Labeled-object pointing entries

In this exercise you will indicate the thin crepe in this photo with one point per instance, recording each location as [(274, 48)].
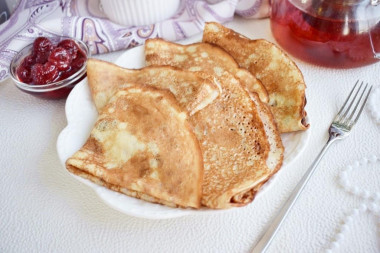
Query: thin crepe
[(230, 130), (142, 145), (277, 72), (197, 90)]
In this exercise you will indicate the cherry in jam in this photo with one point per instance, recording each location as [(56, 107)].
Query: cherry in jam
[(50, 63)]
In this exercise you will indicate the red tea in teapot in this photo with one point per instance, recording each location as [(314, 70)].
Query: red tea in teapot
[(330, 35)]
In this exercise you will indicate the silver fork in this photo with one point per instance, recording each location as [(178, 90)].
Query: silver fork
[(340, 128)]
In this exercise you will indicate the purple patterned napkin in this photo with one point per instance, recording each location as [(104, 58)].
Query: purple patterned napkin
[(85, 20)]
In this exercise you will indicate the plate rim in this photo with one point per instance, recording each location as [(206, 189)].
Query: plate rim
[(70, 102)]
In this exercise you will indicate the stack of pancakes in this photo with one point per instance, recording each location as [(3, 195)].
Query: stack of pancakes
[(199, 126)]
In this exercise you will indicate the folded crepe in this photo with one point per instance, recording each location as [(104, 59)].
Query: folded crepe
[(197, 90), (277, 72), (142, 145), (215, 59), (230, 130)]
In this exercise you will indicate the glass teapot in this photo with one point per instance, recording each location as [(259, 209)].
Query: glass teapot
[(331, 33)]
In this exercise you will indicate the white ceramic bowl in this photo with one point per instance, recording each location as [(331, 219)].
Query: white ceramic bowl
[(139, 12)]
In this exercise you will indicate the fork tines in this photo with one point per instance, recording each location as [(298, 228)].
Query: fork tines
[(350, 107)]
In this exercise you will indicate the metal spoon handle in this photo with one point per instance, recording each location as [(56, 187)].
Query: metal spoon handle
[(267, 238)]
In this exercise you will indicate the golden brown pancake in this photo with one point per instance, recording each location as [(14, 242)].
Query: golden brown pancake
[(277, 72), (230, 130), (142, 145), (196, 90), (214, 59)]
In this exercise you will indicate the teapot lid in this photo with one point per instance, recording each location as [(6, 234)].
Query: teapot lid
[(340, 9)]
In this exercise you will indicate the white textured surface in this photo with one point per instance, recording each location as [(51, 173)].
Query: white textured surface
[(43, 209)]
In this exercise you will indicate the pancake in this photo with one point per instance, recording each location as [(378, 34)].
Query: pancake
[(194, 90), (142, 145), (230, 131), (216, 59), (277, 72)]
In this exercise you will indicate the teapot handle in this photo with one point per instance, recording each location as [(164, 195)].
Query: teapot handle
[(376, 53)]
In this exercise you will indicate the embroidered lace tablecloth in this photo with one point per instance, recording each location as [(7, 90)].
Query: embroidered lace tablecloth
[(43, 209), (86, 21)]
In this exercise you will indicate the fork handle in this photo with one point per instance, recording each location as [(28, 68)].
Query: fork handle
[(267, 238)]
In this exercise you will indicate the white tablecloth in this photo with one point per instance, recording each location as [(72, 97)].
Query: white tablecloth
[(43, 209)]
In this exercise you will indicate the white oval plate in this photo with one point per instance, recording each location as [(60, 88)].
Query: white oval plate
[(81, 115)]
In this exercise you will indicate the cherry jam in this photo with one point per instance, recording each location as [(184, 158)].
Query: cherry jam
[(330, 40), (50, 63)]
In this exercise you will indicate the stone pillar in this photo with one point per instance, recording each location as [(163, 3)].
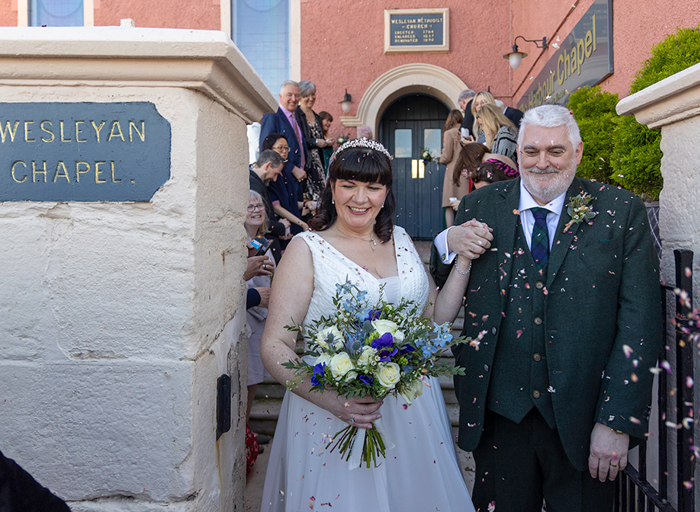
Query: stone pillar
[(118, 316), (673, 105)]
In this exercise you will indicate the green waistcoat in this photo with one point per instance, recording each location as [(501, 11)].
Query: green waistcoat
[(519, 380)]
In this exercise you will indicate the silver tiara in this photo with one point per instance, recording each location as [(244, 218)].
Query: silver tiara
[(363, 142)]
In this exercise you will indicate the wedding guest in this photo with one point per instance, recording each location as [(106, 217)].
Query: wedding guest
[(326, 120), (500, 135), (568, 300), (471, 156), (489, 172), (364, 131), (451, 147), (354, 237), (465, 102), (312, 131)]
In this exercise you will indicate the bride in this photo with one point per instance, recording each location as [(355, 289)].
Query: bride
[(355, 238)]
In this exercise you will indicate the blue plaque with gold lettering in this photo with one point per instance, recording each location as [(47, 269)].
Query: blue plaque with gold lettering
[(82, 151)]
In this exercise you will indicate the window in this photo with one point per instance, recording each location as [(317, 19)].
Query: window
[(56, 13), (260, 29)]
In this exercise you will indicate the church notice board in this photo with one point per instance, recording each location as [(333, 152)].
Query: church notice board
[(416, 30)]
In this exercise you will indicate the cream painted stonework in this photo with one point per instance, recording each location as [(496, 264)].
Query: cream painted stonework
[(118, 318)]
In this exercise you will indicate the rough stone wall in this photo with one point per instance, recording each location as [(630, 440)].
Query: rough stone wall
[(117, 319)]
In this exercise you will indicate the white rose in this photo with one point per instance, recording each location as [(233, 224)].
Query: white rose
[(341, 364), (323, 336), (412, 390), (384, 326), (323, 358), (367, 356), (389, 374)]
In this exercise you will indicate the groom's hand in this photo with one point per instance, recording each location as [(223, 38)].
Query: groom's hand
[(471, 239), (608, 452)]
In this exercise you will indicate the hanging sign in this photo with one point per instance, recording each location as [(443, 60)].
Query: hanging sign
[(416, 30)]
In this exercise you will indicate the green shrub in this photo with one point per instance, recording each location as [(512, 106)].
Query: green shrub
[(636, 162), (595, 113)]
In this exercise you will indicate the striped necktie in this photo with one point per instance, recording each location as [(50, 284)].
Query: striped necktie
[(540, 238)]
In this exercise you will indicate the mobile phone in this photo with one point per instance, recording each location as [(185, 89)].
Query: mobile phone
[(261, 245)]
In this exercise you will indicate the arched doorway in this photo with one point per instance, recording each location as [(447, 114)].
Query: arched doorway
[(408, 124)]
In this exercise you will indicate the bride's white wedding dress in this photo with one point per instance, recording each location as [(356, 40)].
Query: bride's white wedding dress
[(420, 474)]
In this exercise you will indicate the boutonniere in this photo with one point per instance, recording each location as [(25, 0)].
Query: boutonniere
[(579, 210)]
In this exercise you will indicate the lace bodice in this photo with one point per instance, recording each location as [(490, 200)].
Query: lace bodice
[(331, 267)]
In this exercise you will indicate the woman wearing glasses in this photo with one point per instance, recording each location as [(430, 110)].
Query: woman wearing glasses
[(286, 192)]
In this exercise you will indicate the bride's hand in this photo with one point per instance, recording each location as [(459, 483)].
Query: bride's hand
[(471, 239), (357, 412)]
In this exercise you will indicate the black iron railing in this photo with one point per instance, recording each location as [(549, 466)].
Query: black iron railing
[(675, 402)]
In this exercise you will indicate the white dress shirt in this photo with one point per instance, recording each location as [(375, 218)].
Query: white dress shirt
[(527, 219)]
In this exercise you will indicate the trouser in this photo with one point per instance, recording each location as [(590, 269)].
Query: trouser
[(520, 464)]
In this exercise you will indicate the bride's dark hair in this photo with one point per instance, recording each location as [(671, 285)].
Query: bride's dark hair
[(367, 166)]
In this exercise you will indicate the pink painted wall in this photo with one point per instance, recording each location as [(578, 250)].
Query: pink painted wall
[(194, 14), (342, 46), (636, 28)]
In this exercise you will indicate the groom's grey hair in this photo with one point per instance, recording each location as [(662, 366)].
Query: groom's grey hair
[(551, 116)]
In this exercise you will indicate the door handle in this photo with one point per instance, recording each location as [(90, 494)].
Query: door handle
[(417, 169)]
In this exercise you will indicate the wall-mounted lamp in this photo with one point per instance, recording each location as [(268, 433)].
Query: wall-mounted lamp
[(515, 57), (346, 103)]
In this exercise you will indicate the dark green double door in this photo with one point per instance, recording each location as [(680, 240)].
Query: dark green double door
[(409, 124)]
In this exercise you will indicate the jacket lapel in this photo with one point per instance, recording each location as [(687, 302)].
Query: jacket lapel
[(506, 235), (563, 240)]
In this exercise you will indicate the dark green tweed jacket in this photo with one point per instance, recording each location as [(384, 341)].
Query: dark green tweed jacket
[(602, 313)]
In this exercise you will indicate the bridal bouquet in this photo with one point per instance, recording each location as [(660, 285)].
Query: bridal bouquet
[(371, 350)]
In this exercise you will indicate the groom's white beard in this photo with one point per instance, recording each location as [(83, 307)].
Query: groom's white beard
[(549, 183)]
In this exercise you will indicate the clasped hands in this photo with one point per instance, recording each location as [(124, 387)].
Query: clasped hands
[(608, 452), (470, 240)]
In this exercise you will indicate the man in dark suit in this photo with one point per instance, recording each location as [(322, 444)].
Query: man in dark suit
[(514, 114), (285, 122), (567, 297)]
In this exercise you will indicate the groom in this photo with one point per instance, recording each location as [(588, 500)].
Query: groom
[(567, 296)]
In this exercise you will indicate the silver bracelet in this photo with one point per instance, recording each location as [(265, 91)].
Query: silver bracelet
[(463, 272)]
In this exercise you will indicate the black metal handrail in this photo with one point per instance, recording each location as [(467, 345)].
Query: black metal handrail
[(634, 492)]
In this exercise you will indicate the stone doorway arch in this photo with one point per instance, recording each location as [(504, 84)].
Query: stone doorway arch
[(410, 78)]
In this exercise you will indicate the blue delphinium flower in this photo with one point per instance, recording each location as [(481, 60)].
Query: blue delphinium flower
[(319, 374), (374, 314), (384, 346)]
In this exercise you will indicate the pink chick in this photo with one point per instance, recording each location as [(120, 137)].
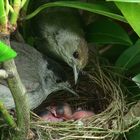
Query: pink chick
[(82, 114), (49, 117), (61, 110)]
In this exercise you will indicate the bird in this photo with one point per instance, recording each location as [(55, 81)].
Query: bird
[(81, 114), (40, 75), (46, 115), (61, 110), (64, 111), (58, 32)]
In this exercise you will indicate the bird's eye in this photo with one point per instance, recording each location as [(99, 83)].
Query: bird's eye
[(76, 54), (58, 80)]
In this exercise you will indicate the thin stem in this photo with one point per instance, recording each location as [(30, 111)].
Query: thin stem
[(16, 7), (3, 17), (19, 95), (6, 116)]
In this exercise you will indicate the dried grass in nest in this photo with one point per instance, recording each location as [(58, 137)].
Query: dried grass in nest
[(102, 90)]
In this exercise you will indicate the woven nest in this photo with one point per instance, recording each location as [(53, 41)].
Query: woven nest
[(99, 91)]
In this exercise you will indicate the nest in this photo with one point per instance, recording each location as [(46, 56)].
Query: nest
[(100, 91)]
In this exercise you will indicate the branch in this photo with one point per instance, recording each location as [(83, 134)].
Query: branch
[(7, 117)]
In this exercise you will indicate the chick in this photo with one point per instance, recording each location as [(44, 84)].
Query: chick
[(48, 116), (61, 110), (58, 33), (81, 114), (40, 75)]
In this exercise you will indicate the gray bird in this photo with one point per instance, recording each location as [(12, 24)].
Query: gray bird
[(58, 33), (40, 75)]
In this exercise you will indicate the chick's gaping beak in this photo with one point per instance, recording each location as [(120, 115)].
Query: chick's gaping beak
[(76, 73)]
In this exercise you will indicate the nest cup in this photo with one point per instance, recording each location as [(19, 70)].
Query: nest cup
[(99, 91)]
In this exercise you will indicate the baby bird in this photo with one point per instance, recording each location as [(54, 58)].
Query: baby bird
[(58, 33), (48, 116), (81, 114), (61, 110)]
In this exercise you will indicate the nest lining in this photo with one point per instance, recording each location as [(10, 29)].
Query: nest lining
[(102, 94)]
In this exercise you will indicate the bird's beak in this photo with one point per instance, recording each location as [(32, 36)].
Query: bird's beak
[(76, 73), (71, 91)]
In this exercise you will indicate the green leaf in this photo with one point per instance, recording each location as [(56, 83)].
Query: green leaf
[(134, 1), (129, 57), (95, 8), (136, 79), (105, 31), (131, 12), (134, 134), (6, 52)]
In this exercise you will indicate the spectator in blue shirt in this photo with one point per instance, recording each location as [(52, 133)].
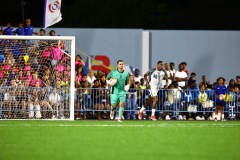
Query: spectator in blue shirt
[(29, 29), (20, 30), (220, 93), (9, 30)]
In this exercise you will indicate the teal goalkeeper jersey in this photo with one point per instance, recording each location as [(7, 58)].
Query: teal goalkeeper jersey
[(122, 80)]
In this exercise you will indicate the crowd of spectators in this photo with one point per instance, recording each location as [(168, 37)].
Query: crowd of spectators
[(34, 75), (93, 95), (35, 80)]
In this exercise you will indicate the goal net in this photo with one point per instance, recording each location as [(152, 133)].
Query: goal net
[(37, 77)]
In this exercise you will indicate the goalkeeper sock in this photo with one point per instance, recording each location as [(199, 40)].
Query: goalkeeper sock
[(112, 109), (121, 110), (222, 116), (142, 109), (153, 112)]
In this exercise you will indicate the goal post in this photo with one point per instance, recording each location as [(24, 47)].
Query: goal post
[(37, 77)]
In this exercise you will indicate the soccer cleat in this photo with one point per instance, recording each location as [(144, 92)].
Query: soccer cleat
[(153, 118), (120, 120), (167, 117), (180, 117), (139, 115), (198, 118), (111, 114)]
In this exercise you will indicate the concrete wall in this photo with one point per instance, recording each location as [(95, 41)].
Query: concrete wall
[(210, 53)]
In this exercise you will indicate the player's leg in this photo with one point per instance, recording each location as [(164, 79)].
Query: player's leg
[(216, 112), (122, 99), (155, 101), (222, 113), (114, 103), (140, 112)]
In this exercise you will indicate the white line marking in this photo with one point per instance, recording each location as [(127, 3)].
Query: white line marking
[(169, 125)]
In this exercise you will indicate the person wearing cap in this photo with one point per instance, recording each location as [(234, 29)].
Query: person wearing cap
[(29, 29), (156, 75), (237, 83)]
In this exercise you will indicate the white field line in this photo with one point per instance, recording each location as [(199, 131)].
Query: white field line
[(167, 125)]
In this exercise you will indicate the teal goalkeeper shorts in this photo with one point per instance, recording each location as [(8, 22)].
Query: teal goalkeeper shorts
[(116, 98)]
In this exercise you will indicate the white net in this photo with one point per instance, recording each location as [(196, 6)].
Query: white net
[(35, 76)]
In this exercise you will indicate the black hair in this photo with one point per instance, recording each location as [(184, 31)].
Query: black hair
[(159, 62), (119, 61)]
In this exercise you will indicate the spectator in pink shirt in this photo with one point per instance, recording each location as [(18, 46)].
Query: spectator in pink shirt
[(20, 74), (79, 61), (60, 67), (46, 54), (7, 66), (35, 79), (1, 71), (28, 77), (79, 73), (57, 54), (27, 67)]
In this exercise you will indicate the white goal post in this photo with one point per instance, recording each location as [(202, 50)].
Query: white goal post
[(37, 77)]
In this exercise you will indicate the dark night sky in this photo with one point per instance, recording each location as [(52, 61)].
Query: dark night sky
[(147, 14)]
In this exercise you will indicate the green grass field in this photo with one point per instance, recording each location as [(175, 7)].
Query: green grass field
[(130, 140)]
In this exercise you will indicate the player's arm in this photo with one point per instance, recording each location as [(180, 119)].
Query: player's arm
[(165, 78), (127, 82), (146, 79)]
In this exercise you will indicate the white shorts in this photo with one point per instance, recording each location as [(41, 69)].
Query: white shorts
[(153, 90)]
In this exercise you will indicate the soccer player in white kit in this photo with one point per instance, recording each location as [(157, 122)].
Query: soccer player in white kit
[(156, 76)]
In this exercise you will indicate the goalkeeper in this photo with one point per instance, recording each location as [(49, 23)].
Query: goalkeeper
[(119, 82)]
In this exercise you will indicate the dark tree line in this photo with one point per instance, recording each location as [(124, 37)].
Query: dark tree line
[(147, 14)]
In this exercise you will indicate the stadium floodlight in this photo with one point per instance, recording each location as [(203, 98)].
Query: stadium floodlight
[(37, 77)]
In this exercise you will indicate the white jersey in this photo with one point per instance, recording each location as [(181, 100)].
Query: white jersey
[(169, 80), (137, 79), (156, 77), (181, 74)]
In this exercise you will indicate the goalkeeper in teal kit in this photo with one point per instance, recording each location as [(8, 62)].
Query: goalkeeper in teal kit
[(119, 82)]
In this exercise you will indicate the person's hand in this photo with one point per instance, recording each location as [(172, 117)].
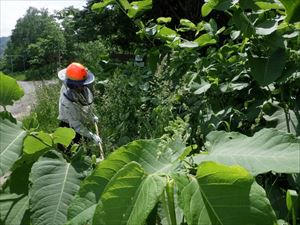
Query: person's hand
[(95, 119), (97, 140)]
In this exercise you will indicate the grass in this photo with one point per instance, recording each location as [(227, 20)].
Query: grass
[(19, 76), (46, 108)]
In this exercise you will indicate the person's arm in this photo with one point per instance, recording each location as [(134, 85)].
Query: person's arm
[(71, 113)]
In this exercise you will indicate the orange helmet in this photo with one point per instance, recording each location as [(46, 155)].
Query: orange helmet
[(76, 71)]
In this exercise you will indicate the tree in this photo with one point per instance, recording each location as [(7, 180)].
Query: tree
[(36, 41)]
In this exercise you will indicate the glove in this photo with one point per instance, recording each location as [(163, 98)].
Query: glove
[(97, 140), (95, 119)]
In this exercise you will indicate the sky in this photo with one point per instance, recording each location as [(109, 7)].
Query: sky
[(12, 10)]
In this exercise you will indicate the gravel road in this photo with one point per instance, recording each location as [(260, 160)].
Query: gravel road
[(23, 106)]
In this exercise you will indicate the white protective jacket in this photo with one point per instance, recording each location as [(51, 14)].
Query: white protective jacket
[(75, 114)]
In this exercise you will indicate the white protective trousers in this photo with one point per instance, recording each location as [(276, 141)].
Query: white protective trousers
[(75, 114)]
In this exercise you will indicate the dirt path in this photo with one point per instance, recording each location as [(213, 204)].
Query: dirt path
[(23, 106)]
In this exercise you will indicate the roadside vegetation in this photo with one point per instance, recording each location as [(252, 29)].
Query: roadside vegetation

> **Set task**: Format the stretch of the records from the line containing "In this exercise you will indicate the green waistcoat" through the line containing "[(519, 380)]" as a numbered list, leaving out any blank lines.

> **Solution for this exercise**:
1. In this exercise you will indicate the green waistcoat in this photo with one point per instance, recording each location as [(501, 11)].
2. Query: green waistcoat
3. [(519, 380)]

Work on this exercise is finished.